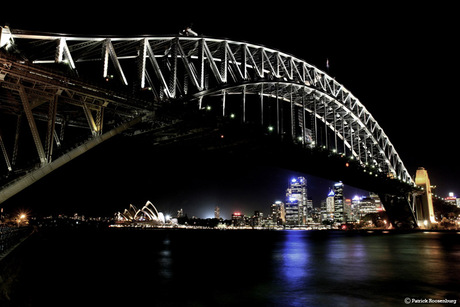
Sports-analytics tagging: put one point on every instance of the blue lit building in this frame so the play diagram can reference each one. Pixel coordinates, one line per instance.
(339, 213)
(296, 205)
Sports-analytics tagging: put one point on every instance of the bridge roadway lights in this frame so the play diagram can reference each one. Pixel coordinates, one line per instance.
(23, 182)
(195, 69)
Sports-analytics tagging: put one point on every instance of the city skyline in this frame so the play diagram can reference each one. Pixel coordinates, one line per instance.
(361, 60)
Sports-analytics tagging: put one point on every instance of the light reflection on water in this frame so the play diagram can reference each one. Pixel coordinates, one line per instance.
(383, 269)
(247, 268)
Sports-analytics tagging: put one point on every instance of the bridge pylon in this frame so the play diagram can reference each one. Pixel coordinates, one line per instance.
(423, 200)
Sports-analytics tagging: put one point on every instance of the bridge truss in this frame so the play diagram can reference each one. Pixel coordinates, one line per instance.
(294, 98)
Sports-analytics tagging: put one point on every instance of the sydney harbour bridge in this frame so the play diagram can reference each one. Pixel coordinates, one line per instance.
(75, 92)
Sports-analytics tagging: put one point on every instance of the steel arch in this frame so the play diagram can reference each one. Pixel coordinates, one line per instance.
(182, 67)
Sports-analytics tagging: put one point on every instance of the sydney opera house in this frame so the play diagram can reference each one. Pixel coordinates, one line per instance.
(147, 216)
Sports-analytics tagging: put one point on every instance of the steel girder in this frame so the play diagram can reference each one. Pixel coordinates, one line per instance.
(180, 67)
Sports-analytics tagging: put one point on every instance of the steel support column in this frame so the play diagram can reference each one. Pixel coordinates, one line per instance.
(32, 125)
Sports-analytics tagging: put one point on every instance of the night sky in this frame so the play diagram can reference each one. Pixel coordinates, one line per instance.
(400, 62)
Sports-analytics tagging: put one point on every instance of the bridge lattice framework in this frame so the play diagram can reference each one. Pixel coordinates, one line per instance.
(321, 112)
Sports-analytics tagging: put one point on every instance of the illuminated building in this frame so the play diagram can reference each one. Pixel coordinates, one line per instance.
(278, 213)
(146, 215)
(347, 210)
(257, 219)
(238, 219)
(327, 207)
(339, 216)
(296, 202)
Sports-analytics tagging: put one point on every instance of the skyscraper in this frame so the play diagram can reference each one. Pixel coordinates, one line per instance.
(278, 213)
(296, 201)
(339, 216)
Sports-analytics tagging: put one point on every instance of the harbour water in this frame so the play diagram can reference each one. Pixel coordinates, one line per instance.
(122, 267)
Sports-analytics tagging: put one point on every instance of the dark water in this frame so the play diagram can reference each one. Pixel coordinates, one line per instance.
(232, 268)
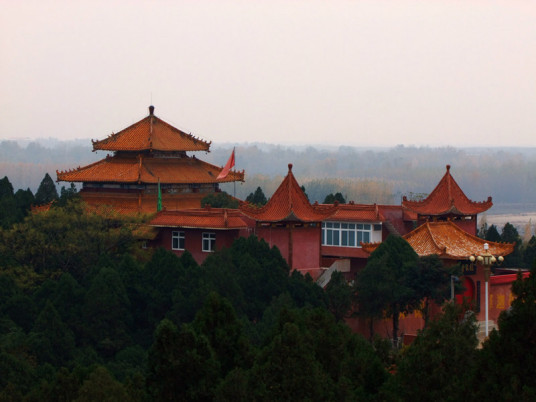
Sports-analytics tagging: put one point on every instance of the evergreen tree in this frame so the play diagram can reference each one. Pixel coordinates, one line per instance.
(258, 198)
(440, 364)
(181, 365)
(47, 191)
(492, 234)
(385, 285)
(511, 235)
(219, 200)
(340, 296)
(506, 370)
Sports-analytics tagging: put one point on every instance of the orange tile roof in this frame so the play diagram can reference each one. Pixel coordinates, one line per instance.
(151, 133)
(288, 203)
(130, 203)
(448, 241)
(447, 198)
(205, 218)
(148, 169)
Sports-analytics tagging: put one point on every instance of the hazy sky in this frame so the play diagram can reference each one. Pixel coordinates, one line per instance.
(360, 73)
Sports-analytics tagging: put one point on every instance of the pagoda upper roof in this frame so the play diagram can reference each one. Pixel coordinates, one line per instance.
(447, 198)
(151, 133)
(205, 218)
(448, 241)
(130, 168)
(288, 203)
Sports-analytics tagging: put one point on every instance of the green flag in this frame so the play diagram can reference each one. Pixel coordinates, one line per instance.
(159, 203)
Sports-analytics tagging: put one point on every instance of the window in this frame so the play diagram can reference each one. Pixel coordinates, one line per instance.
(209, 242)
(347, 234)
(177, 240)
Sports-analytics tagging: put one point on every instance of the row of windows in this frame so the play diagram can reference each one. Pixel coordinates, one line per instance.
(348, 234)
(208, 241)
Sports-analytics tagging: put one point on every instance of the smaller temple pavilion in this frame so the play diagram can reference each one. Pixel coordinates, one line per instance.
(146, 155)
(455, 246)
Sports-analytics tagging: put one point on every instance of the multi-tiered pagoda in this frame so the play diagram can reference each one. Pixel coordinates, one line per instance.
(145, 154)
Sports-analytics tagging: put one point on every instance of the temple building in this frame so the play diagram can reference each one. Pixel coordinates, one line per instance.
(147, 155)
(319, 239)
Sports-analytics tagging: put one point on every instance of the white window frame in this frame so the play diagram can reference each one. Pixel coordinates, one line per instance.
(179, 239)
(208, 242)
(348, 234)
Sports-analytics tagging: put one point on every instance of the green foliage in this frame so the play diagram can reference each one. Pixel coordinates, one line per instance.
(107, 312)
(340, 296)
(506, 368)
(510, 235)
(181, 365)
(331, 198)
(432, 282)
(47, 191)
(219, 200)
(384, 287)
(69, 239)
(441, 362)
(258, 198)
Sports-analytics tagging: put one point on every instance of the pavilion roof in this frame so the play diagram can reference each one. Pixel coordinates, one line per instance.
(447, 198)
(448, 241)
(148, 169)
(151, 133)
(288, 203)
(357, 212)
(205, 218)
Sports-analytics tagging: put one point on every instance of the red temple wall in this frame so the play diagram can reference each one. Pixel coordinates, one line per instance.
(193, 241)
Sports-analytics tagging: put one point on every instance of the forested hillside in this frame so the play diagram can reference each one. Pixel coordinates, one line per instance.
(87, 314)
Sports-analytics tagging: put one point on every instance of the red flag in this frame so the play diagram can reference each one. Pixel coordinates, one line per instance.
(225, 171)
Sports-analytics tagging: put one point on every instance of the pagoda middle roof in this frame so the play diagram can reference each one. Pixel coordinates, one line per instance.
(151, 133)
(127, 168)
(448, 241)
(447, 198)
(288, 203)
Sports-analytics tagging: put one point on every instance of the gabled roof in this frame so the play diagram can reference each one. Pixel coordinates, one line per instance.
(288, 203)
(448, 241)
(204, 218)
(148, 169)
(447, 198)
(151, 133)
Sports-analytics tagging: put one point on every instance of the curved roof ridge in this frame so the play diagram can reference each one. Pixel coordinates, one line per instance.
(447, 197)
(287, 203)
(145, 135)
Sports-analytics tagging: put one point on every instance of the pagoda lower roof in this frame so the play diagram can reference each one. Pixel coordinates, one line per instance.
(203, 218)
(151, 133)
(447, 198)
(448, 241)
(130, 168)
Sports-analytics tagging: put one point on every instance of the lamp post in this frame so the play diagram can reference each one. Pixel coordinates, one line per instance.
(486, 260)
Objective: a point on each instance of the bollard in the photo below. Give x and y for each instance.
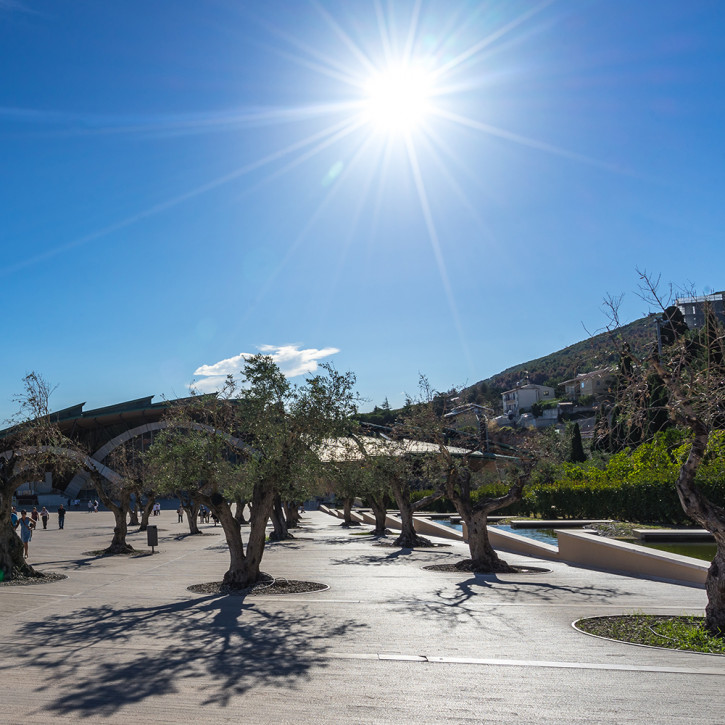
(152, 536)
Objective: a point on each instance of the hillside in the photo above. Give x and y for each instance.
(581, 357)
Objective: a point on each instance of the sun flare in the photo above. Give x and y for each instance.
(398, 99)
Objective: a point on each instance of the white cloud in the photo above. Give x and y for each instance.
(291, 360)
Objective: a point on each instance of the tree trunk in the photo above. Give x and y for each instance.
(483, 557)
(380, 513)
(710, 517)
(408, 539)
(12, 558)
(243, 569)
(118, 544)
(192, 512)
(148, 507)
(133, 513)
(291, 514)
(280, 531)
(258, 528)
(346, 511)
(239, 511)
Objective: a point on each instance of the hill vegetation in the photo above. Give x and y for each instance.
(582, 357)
---
What you need to do
Output all of the records word for word, and keep the pictures out of the copy.

Answer for this exercise
Sports-analytics tagging: put one point on every instance of the blue lit building in this frame so the play diagram can reference each one. Pixel coordinates, one line per instance.
(339, 213)
(296, 205)
Sports-analytics tagging: put one point on every instance of the bridge roadway lights in this frame so the play diagram can reference each one. Pixel coordinates, one line per instance.
(23, 182)
(195, 69)
Sports-analytics tagging: put one point on every instance of the city skyline in this frame so the play diagram can reference each one. Pixel coordinates, one line per instance.
(361, 60)
Sports-analytics tagging: put one point on every instance of the light reflection on water in this frame so the play diagram can reference each one. Pixel coordinates, one line per instance.
(383, 269)
(247, 268)
Sports-analytics tagging: put one point on every instance of the bridge pylon in this frame so the play diagram can reference each one. Pixel coordinates, one line per instance.
(423, 200)
Sports-analytics tagging: put one point on every instance of the bridge truss in this frame so the play diagram can reference each one. Pixel coordinates, one line per instance.
(294, 98)
Sports-analytics tagging: put one point on every instance of the sydney harbour bridge in this frame so the play diagram can reference each one. Pixel coordinates, one line per instance.
(75, 92)
Sports-analytics tagging: put one point on every instance of the steel arch in this frame so the play diagram can reference each one. Pixel coordinates, one line per instance.
(182, 67)
Sports-analytics tagging: put one point on every instance of the sydney opera house in this frame so the play diagram can reference each one. Pixel coordinates, one line per instance.
(147, 216)
Sports-analytics tagging: put one point on every instance of the steel girder in this frame so the play diagram can reference each one. Pixel coordinates, one line per instance.
(180, 67)
Sports-analytics tagging: put one point on every instance of the steel support column in this frame so the play diagram can reference each one. Pixel coordinates, one line per instance.
(32, 125)
Sports-analytics tagging: put one point on every instance of the night sky in this frame so the play diagram can reference each one. Pixel coordinates, one line per instance.
(400, 62)
Sports-analytics tagging: put one point on every instance of the bridge lattice framework in this frame so the play diagram can reference each one. Pixel coordinates, one line per instance.
(321, 112)
Sports-analytics tagging: put one point on every instance of the illuminated building in this frame so the play diagram can reference each one. Pixel coordinates, one line per instance.
(278, 213)
(146, 215)
(347, 210)
(257, 219)
(238, 219)
(327, 207)
(339, 216)
(296, 202)
Sports-analytics tagging: put one point on every instance of the skyscraper in this frame so the play diagram can reference each one. Pixel coordinates, one line per instance.
(278, 213)
(296, 201)
(339, 216)
Sports-analytics tagging: put one point on every instance of the harbour water in this frame so the play diagram can reference each one. Pixel coordinates, one line per instance.
(122, 267)
Sports-analytics tagging: put one point on every instance of the dark water in this frame so the play diagram can reference each one. Pixel coordinates, one line per instance.
(232, 268)
Sports-analytics tagging: put one point on every instance of the evergreen tree in this frame so the play diagram can reference each one. Pixel coordinates, one line per instance.
(258, 198)
(440, 364)
(181, 365)
(47, 191)
(492, 234)
(385, 285)
(511, 235)
(219, 200)
(340, 296)
(506, 370)
Sports-analytics tagging: put one point on every instance of the orange tile roof in this frame so the play diagram can reference each one. Pixel coordinates, one line per instance.
(151, 133)
(288, 203)
(130, 203)
(448, 241)
(447, 198)
(205, 218)
(148, 169)
Sports-analytics tagging: put one point on every instance of the hazy sky in this frame so the play diagram can reference each one. Pixel coordinates, one line per instance.
(360, 73)
Sports-analytics tagging: put one point on every instance of the pagoda upper roof in this frame so the play diagram can reference each one. Pixel coordinates, one line per instance.
(447, 198)
(151, 133)
(205, 218)
(448, 241)
(130, 168)
(288, 203)
Sports-analytics tagging: put one point on every instance of the green flag in this frame so the play diagram can reference each one. Pixel coordinates, one line per instance.
(159, 203)
Sports-analytics tagging: put one point on every instance of the window in this frame so the play diagram can reference each one. Pixel coordinates, one line per instance.
(209, 242)
(347, 234)
(177, 240)
Sports-analytics tagging: put one point on every instance of the row of windows in this frame so the play diagram can reference each one. Pixel coordinates, one line per instance.
(348, 234)
(208, 241)
Sports-analytics tagging: put one point on every instance of the smaller temple pavilion in this frame so the play diagram can reference each one. Pixel coordinates, one line per instance.
(146, 155)
(455, 246)
Sports-analytics tagging: put one point on every instance of the multi-tiered pagoda in this frame so the play diagram can reference each one. Pixel coordinates, one line per instance.
(145, 154)
Sports-analytics tagging: put one point on every instance of the temple building in this frame so the play diagram can reference each one. Pixel coordinates, one line per instance.
(147, 155)
(319, 239)
Sports-analytics tagging: put one point on every instance of the white window frame in this frame so the play diagram can reference each one. Pixel coordinates, one line per instance.
(179, 239)
(208, 242)
(348, 234)
Sports-analytics tagging: put one point on every instance of the green foliage in this frame so the play diagram can reference each one. Pixel coordinates, one line per instance.
(107, 312)
(340, 296)
(506, 368)
(510, 235)
(181, 365)
(331, 198)
(432, 282)
(47, 191)
(219, 200)
(384, 287)
(69, 239)
(441, 362)
(258, 198)
Sports-analytics tagging: put one point on every instance of the pavilion roof in this frame so the play diagram can reference each one. Pixel coordinates, one line per instance.
(447, 198)
(448, 241)
(148, 169)
(151, 133)
(288, 203)
(357, 212)
(205, 218)
Sports-analytics tagging: put one point on every instance of the red temple wall in this frame so the play diagram can reference each one. Pixel coordinates, one line per instance.
(193, 241)
Sports-analytics tagging: put one point on every instance of the forested hillside in this frame so the play diagram can reference each one. Pixel coordinates, one line per instance.
(87, 314)
Sports-analytics tagging: put one point on every instance of the red flag in this frame so the play diagram can reference each one. Pixel coordinates, one line per instance.
(225, 171)
Sports-analytics tagging: put one point on every instance of the pagoda middle roof in this frame so the play diagram can reference each one. Pixel coordinates, one line per instance.
(151, 133)
(127, 168)
(448, 241)
(447, 198)
(288, 203)
Sports-analytics tagging: put one point on every instance of the gabled roof in this frame so the play diagram can reference each one. Pixel coordinates, one line per instance.
(288, 203)
(448, 241)
(204, 218)
(148, 169)
(447, 198)
(151, 133)
Sports-analytics tagging: put one point on every instance of the curved roof ridge in this frame so the play diagram can reference each one. Pixel coordinates, one line per instance.
(447, 197)
(287, 203)
(145, 135)
Sports-analytics tagging: put one point on every instance of the pagoda lower roof in this frame so the play diagram can reference each one. Pixel coordinates, one line per instance.
(203, 218)
(151, 133)
(447, 198)
(448, 241)
(130, 168)
Sports-analytics tagging: put one point on every instance of the lamp post in this frame so the play diagram can reference each one. Pixel coordinates, one line per instance.
(486, 260)
Objective: a point on each instance of the bollard in the photo below. Give x and y for each instance.
(152, 536)
Objective: a point on each instance of the hillside in the photo above. Give x and y for each instance.
(581, 357)
Objective: a point on each instance of the sun flare in the photo above. Give x and y for each instance.
(398, 99)
Objective: a point on each instance of the white cloud in the photo above. Give x and y for each instance.
(291, 360)
Objective: a point on each instance of the tree trunk in the photo above. Give x and y for each instance.
(483, 557)
(380, 513)
(710, 517)
(408, 539)
(12, 558)
(243, 569)
(118, 544)
(192, 512)
(148, 507)
(133, 513)
(291, 514)
(280, 531)
(258, 528)
(346, 511)
(239, 511)
Objective: a point on each instance of the hill vegetation in the photo above. Give x and y for each instance.
(582, 357)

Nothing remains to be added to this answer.